PAGE EXCERPT
The collection features multiple images of each PAD, taken under various lighting conditions and with different devices. Each image has a unique id, and all images from the same PAD (same card) share a sample_id.

To address the challenge posed by its unbalanced nature regarding API names and quantities, a stratified sampling approach was employed for splitting the data into development (dev) and test sets.

Specifically, the dataset is divided considering PADs for each API along with each quantity category, ensuring a proportional representation across both developing and testing subsets under the splitting proportion of 25% and 75%, respectively.

This method maintains the balance of API types and quantities. It ensures that all photographs of the same PAD are kept together in the development or test set to prevent data leakage and promote model generalizability.

Data Distribution

All Dataset (8001 images)

All dataset

Development set (5,923 images)

Dev set

Test set (2078 images)

DATASET ROWS

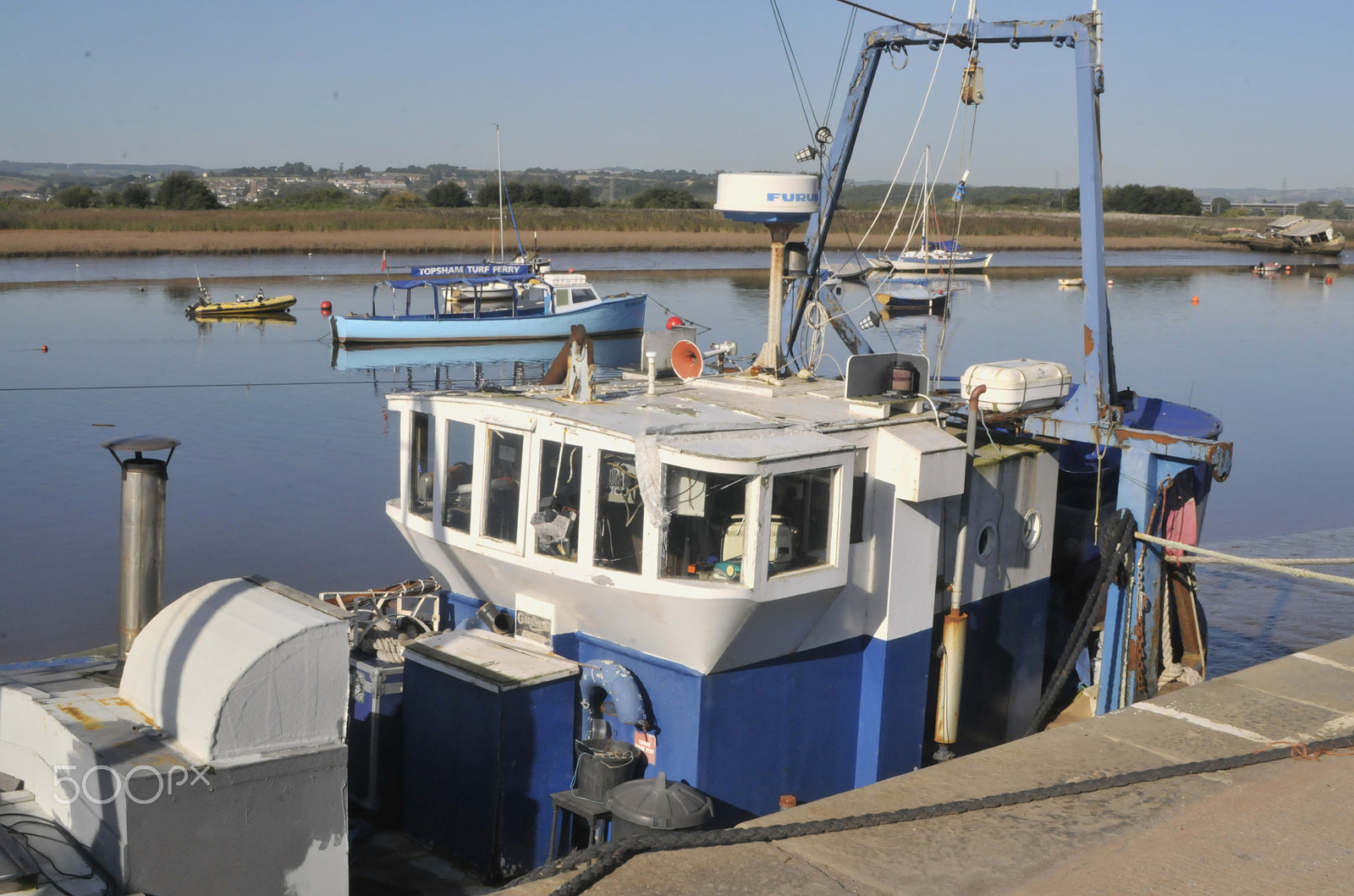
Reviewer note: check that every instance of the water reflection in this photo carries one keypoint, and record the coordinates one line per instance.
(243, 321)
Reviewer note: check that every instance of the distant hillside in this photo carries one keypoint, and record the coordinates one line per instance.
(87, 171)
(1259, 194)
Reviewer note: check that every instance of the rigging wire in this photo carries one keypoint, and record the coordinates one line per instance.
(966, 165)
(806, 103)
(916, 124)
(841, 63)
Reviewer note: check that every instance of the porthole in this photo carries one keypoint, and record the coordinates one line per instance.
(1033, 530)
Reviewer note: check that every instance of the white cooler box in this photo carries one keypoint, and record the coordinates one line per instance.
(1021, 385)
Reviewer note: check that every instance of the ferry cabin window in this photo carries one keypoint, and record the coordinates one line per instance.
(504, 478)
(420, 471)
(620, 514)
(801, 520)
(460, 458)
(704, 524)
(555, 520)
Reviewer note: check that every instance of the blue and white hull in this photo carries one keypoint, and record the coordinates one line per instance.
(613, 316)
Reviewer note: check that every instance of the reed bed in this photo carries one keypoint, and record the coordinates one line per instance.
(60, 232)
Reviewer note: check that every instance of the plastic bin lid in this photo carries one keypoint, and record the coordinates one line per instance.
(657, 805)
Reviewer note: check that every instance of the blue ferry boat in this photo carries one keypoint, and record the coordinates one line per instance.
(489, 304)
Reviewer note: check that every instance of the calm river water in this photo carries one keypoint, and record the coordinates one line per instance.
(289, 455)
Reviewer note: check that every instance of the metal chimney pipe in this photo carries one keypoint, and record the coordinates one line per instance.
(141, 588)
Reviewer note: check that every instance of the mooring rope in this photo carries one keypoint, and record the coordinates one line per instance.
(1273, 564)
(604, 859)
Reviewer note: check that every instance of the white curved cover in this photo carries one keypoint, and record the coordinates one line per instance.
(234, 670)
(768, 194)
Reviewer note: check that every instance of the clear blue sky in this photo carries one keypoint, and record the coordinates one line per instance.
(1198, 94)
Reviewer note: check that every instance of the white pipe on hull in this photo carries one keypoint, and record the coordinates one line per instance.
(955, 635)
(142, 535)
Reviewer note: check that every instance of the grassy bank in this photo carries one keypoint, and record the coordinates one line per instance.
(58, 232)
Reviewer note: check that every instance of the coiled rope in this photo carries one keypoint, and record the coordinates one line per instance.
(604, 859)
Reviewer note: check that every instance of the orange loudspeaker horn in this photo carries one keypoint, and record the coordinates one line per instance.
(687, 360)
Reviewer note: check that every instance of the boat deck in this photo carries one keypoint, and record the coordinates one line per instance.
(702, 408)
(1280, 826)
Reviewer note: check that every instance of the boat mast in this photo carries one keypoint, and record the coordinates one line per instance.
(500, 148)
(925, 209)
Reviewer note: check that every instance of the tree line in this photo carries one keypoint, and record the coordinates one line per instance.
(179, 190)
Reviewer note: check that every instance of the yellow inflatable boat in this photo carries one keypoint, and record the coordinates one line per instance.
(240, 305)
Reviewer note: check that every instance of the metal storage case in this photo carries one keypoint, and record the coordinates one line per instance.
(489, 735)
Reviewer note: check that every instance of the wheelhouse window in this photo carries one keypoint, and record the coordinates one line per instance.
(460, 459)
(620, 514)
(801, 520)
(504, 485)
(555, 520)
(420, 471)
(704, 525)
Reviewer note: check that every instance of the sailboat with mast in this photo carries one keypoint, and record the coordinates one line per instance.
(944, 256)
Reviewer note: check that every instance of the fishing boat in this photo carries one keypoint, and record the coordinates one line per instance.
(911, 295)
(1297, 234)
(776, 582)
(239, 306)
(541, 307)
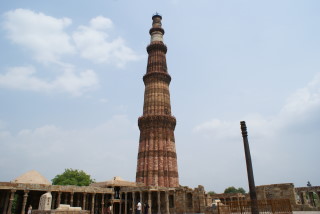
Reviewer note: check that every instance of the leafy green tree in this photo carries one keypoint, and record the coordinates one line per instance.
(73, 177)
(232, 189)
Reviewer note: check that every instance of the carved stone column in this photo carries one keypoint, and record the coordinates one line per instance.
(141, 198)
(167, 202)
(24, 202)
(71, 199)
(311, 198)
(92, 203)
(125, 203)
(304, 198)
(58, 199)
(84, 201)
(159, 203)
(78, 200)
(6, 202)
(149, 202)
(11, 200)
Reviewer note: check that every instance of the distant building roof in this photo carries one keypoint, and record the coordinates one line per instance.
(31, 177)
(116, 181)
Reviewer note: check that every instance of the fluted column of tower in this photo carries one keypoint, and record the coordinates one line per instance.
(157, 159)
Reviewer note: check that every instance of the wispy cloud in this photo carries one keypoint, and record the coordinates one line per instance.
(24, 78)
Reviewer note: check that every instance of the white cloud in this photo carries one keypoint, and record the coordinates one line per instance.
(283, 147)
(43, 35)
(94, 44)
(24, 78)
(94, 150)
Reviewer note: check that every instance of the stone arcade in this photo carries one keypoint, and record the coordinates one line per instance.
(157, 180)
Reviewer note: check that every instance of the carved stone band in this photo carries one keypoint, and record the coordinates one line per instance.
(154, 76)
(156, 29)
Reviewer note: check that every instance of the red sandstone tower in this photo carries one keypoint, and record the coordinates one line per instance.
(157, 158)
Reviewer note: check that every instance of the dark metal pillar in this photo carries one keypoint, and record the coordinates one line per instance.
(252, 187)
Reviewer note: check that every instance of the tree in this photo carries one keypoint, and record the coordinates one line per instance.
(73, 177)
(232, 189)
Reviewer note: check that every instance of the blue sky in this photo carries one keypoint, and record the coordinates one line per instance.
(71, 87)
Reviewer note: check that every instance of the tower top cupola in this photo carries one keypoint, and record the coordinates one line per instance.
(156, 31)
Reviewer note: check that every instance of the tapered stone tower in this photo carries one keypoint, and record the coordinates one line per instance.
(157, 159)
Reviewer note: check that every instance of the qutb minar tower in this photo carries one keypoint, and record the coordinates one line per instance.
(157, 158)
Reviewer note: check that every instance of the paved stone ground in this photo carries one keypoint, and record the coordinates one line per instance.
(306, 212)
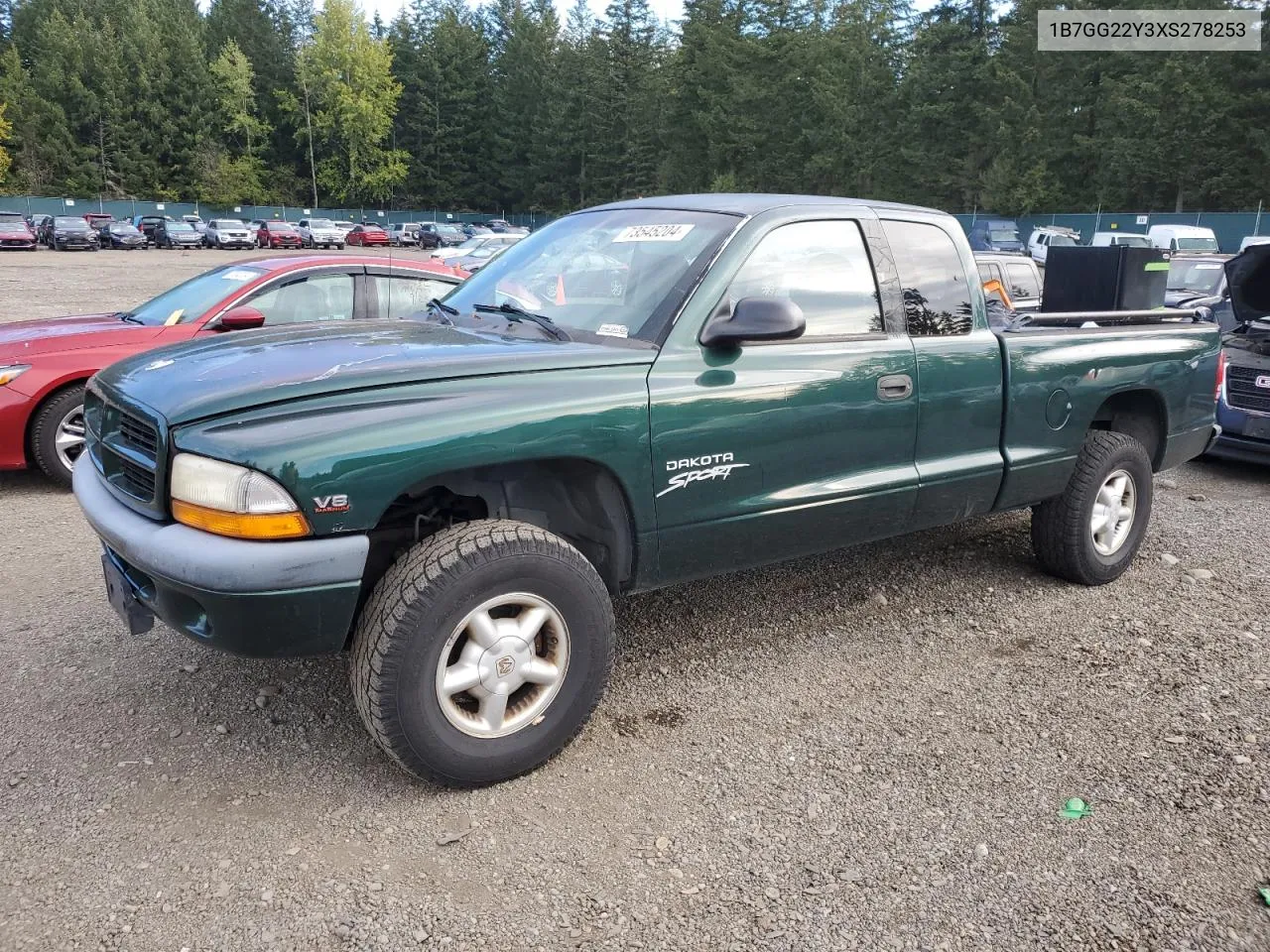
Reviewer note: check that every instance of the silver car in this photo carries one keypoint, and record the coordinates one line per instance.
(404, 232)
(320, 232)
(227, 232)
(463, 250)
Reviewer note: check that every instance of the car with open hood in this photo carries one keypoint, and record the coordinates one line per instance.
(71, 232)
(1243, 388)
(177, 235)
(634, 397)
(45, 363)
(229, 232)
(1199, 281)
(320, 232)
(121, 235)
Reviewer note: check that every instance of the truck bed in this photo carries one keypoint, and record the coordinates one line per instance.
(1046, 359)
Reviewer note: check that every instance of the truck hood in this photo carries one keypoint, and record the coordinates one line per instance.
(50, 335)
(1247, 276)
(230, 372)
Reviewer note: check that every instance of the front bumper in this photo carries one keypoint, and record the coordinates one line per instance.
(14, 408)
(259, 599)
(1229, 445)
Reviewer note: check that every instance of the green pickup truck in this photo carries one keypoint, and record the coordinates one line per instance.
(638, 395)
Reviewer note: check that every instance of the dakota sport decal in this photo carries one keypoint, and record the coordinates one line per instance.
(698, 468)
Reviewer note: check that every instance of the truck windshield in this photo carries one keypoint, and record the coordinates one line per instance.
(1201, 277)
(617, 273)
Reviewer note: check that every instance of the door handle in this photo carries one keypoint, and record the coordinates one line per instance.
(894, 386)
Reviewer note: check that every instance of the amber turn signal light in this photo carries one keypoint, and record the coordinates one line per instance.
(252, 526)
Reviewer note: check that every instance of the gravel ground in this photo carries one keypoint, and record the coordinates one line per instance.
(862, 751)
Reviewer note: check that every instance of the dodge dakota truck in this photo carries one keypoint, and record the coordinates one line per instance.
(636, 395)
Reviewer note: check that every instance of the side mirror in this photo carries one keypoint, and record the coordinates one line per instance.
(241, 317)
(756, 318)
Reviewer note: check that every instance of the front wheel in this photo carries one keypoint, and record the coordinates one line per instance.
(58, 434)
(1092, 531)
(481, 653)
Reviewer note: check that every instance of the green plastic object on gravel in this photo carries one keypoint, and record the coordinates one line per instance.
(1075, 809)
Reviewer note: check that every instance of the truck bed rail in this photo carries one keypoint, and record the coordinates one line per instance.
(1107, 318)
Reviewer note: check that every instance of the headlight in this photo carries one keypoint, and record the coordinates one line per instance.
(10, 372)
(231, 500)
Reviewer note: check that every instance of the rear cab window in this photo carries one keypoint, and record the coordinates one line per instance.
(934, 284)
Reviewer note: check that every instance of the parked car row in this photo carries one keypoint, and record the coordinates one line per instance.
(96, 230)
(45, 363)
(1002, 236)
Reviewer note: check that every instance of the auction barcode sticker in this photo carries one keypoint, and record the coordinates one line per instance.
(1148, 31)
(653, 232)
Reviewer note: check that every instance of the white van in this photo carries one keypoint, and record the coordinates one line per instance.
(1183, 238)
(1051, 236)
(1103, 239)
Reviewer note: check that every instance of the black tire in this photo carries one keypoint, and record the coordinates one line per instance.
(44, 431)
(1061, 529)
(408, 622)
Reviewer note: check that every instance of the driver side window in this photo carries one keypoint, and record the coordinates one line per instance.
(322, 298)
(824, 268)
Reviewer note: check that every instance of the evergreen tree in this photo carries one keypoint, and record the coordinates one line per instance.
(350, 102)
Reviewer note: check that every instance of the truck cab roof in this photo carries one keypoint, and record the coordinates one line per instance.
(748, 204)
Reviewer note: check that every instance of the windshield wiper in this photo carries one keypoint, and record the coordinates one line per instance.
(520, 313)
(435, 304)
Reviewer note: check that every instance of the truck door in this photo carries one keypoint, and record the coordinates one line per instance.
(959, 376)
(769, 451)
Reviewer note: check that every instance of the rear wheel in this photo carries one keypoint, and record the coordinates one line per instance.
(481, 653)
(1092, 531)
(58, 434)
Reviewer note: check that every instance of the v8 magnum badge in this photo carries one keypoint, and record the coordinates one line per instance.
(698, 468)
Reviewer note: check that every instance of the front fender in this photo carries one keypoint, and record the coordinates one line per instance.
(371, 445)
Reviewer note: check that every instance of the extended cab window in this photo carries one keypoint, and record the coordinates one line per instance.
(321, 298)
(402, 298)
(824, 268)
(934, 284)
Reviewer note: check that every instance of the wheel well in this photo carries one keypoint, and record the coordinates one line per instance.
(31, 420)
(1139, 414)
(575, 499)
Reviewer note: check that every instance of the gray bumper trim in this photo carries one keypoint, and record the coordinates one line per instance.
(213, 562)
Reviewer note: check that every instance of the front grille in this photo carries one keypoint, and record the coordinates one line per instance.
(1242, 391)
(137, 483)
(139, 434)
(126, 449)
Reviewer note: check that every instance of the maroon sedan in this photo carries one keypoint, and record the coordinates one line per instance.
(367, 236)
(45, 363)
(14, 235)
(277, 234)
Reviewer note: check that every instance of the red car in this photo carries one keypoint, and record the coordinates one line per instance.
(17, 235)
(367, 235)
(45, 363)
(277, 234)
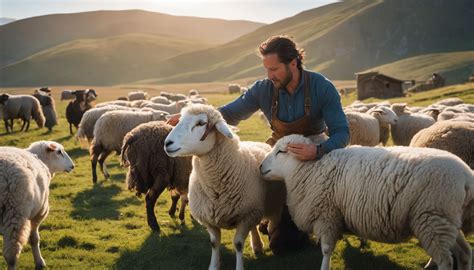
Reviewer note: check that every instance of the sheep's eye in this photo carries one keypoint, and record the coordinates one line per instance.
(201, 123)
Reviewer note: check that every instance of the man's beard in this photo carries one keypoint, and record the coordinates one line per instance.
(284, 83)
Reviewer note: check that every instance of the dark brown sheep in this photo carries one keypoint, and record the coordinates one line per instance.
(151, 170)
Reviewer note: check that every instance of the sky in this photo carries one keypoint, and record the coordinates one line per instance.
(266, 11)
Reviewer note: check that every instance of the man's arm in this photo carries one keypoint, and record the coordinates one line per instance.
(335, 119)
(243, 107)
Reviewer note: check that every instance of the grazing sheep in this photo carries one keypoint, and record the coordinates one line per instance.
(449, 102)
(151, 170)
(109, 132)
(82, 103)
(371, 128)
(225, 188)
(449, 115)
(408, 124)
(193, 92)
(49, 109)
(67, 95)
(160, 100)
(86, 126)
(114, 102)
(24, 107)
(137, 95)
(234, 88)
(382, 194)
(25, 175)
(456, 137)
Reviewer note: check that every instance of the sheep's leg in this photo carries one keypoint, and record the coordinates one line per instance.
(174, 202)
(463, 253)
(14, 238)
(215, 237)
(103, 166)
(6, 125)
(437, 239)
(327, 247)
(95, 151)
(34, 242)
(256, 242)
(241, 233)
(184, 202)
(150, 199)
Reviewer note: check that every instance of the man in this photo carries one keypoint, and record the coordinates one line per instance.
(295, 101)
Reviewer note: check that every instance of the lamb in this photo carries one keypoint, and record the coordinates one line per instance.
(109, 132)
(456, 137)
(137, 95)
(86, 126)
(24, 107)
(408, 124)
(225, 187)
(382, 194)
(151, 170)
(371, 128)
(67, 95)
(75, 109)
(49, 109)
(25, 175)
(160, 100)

TASK A
Using the dataset description, decide whether each statement below agrees with it, answering yes or no and quoting the words that settle it: (i) All images taken of the same card share a sample_id. (ii) Every image was captured with a single device. (iii) Photographs of one PAD may be divided between the development and test sets.
TASK B
Carry the dataset description forward from its final line.

REPLY A
(i) Yes: "all images from the same PAD (same card) share a sample_id."
(ii) No: "taken under various lighting conditions and with different devices."
(iii) No: "It ensures that all photographs of the same PAD are kept together in the development or test set"

REPLY B
Test set

Camera and Drug Heatmap

Test set

Directory Structure

The dataset is organized within the datasets/FHI2020_Stratified_Sampling directory. Below is an overview of its structure and contents:

  • Development Set: The images for the development set are stored in the dev_images directory, which contains 5,923 images.
  • Test Set: The images for the test set are located in the test_images directory, with a total of 2,078 images.

  • Metadata: Metadata files are provided for both the development and test sets:
    • metadata_dev.csv contains metadata for the development set.
    • metadata_test.csv contains metadata for the test set.
    • labels.csv contains a list of categories/classes in the dataset.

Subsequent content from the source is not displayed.